→ Set task
Go through the entries below and retype them exactly, omitting each picture.

→ Data listing
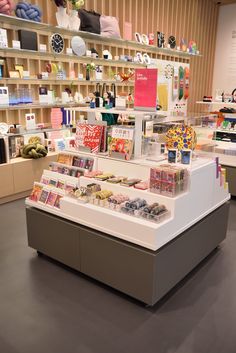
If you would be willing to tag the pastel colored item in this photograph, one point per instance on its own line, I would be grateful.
(181, 137)
(175, 88)
(28, 11)
(6, 6)
(186, 83)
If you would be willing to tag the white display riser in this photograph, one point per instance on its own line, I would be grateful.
(204, 196)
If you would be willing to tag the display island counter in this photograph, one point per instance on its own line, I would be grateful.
(144, 257)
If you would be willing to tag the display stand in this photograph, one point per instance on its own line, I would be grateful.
(138, 257)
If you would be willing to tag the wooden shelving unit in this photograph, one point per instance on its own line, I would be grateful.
(35, 62)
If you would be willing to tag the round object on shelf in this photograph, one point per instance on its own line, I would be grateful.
(4, 128)
(181, 137)
(78, 46)
(57, 43)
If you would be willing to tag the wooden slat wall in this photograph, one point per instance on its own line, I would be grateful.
(191, 19)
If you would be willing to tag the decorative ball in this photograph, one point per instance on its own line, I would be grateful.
(6, 6)
(28, 11)
(181, 137)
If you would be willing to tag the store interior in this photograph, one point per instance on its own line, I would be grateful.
(117, 176)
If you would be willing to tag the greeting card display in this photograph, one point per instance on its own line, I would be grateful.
(88, 137)
(121, 143)
(146, 89)
(56, 118)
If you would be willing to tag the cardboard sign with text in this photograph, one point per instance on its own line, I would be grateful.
(146, 89)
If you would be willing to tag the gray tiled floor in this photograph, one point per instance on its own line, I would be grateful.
(45, 308)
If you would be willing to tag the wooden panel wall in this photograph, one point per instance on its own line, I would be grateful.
(191, 19)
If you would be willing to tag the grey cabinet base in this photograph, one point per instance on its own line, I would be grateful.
(141, 273)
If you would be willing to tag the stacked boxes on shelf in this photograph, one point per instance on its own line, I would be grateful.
(168, 180)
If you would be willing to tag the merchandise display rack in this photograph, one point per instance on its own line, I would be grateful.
(226, 157)
(35, 62)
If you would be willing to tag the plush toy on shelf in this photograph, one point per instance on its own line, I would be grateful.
(6, 7)
(28, 11)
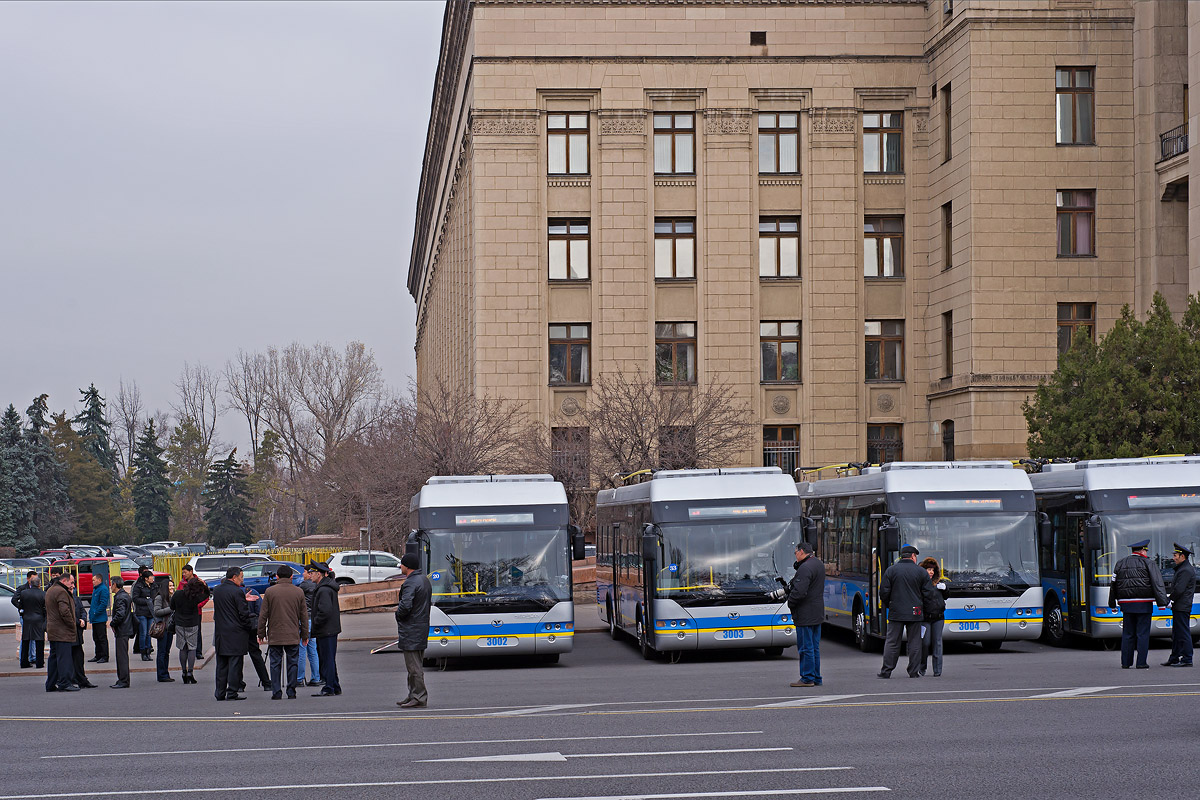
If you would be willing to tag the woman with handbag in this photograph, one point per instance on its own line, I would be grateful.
(162, 627)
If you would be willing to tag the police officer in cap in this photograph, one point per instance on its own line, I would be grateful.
(1137, 585)
(1183, 588)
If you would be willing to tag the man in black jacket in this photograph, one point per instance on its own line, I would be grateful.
(1183, 589)
(904, 591)
(413, 627)
(1137, 585)
(231, 633)
(805, 601)
(327, 624)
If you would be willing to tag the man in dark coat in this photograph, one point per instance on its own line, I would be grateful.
(904, 591)
(1137, 585)
(413, 627)
(30, 602)
(327, 624)
(231, 633)
(805, 601)
(1183, 589)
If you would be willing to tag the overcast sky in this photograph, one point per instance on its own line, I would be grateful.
(179, 180)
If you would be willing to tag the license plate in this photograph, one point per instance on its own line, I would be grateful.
(497, 642)
(731, 635)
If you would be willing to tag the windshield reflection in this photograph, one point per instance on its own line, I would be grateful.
(977, 552)
(725, 561)
(514, 570)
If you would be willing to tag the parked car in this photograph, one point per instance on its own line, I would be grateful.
(359, 566)
(213, 566)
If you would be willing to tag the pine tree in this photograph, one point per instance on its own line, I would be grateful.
(151, 488)
(52, 505)
(18, 485)
(226, 493)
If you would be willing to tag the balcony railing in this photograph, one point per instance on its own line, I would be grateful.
(1174, 142)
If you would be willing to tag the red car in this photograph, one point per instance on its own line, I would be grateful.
(85, 581)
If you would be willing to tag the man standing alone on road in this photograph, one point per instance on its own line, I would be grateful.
(283, 619)
(1183, 589)
(413, 627)
(805, 601)
(231, 633)
(1137, 585)
(904, 590)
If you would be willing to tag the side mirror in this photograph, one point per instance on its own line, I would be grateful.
(576, 542)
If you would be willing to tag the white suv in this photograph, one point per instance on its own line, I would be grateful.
(360, 566)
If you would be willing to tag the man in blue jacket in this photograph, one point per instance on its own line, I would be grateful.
(97, 614)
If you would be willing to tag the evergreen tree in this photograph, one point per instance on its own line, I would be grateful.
(1137, 392)
(151, 488)
(94, 427)
(226, 493)
(52, 504)
(18, 485)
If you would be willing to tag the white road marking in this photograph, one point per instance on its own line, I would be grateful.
(807, 701)
(409, 744)
(561, 757)
(1077, 692)
(363, 785)
(844, 789)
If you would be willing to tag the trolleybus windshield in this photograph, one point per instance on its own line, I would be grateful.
(726, 561)
(978, 552)
(479, 571)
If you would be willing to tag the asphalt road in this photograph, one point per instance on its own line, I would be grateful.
(1025, 722)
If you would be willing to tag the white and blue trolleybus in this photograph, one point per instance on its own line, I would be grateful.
(977, 518)
(498, 551)
(1096, 510)
(687, 560)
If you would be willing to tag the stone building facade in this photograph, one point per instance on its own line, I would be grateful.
(877, 220)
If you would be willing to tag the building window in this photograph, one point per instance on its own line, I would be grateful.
(567, 144)
(675, 353)
(675, 248)
(780, 346)
(570, 455)
(1074, 106)
(568, 250)
(947, 236)
(946, 122)
(947, 344)
(781, 447)
(779, 143)
(885, 349)
(882, 143)
(885, 443)
(675, 144)
(1075, 317)
(569, 349)
(883, 247)
(1077, 222)
(779, 247)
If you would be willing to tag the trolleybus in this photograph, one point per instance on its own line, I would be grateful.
(688, 559)
(498, 551)
(977, 518)
(1096, 510)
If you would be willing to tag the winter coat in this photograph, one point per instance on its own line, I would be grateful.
(123, 624)
(413, 612)
(1137, 585)
(805, 593)
(30, 601)
(100, 599)
(143, 599)
(327, 614)
(231, 620)
(60, 619)
(285, 618)
(904, 590)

→ Task result
If you would be willing to tag the pastel colored item in this photograph, one point per instance on its own line, I would be grateful.
(181, 137)
(175, 88)
(28, 11)
(6, 6)
(186, 83)
If you would be willing to tag the white display riser in this photograph, one point per instance on its own line, I would be grateful.
(204, 196)
If you would be willing to tag the display island counter in this photograph, one point per instance on its own line, I would be grateful.
(144, 257)
If you would be willing to tag the display stand in this photograph, one point per instance on its own line, I would be grateful.
(138, 257)
If you would be willing to tag the wooden shelving unit in this photograph, one point per instance on its own line, I would be grateful.
(35, 62)
If you would be willing to tag the round object on shelf in this photograph, one point per instance on its own line, I would be grateful.
(4, 128)
(181, 137)
(78, 46)
(57, 43)
If you would be willing to tag the wooden slat wall in this photograph, one point per instance on its own line, I would be grateful.
(191, 19)
If you would be willing to tag the decorative ball in this photograph, one point per instance on its own line, I would be grateful.
(6, 6)
(28, 11)
(181, 137)
If you would be willing to tag the store interior in this photograph, one point per instance on its own line, I would be grateful.
(117, 176)
If you would be willing to tag the greeting card display in this photograph, one point per instance on its own line, I would be grateful.
(88, 137)
(121, 143)
(146, 89)
(56, 118)
If you would be willing to tag the cardboard sign with text in this photograph, one point per instance on its own line, I would be grateful.
(146, 89)
If you would be willing to tag the gray tiled floor in this photograph, one point per instance on its own line, I would be grateful.
(45, 308)
If you would be willing to tag the wooden panel wall in this photograph, one point per instance on its own line, I would be grateful.
(191, 19)
If you would be willing to tag the grey cabinet base in this photograph, one point per instance on its own line, I would be grateful.
(141, 273)
If you would be willing to tag the stacked boxes on shelf in this photograph, one point per instance on its own line, I would be grateful.
(168, 180)
If you would be willing to tag the merchandise display rack in this photograph, one point per instance on its own line, I would be grateful.
(226, 157)
(35, 62)
If you would be willing to tag the plush toy on shelf in this photograph, one point per instance on its own line, I would be grateful.
(6, 7)
(28, 11)
If you would be willing to tag the woman with handbag in this photograph, one point per instance on its own line, I would be grateful.
(162, 627)
If you would be willing to tag the police officer in cap in this photograph, one point per instance on its own line, I would be grateful.
(1137, 585)
(1183, 588)
If you would be willing to tag the man in black jacket in this photograph, one point per instance on its own line, I would be grateful.
(1183, 589)
(904, 591)
(413, 627)
(1137, 585)
(231, 633)
(805, 601)
(327, 624)
If you would be willing to tag the man in dark coat in this photograph, one point per instance on its own line, I would be grateful.
(904, 591)
(1137, 585)
(413, 627)
(30, 602)
(327, 624)
(231, 633)
(805, 601)
(1183, 589)
If you would be willing to tag the overcast sky in this photograph, one point per instance on its own line, I would be grateful.
(179, 180)
If you would be willing to tag the license plate in this photograph, one point per instance on its own line, I would be grateful.
(497, 642)
(731, 635)
If you would be willing to tag the windshield reflection in this photograph, one point per instance on its own line, I would be grateful.
(977, 552)
(725, 561)
(514, 570)
If you would be willing to tag the parked car in this photograph, one point per instance on its own line, I would be grateful.
(359, 566)
(213, 566)
If you would be willing to tag the pine tree in this photograph, one point per instance on its own line, I would be grateful.
(151, 488)
(52, 505)
(18, 485)
(226, 493)
If you would be willing to tag the balcony railing in this photograph, one point per instance on its own line, I would be grateful.
(1174, 142)
If you would be willing to tag the red car in this photograph, one point per instance on its own line, I would be grateful.
(85, 581)
If you would be willing to tag the man standing alone on road in this photograph, one point per instance on its own line, I would be grateful.
(283, 619)
(1183, 589)
(413, 627)
(805, 601)
(231, 633)
(1137, 585)
(904, 590)
If you would be willing to tag the side mirror in this photograph, one point per instance on its own line, I would be grateful.
(576, 542)
If you would be willing to tag the white suv in this photograph, one point per instance on its own line, I would be grateful.
(360, 566)
If you would be willing to tag the man in blue jacket in this photograph, one point per instance on its own line, I would be grateful.
(97, 614)
If you would be willing to tag the evergreen tree in this photograph, one point per instance on its own line, I would be grateful.
(1137, 392)
(151, 488)
(94, 427)
(226, 493)
(52, 504)
(18, 485)
If you would be willing to tag the white road marking in this photograph, one point per instance on its own line, I would be grateful.
(807, 701)
(409, 744)
(561, 757)
(1077, 692)
(363, 785)
(844, 789)
If you would be willing to tag the trolleybus windshield in this photograph, one point per instance on its own line, I would be grateful.
(726, 561)
(978, 552)
(479, 571)
If you would be willing to tag the asphalt road in this photograph, one point per instance on its own line, I would be grateful.
(1025, 722)
If you would be willing to tag the white and blue trolleybus in this photograph, one point per instance on its own line, I would be grateful.
(977, 518)
(498, 551)
(1096, 510)
(687, 560)
If you would be willing to tag the stone building facade in this photograph, one point per instance on its own line, I would be grateful.
(877, 220)
If you would be willing to tag the building window in this photograph, one point per instance on its own line, I would be grateful.
(567, 144)
(675, 353)
(675, 248)
(780, 346)
(570, 455)
(1074, 106)
(568, 250)
(947, 236)
(946, 122)
(947, 344)
(781, 447)
(779, 143)
(885, 349)
(882, 143)
(885, 443)
(675, 144)
(1075, 317)
(569, 349)
(883, 247)
(1077, 222)
(779, 247)
If you would be willing to tag the trolleybus in this photograph, one point per instance on its own line, I would be grateful.
(688, 559)
(498, 551)
(977, 518)
(1096, 510)
If you would be willing to tag the winter coat in this photograph, one point per instance on its own line, I would be grateful.
(123, 624)
(413, 612)
(1137, 585)
(805, 593)
(30, 601)
(100, 599)
(143, 599)
(327, 614)
(231, 620)
(60, 619)
(285, 618)
(904, 590)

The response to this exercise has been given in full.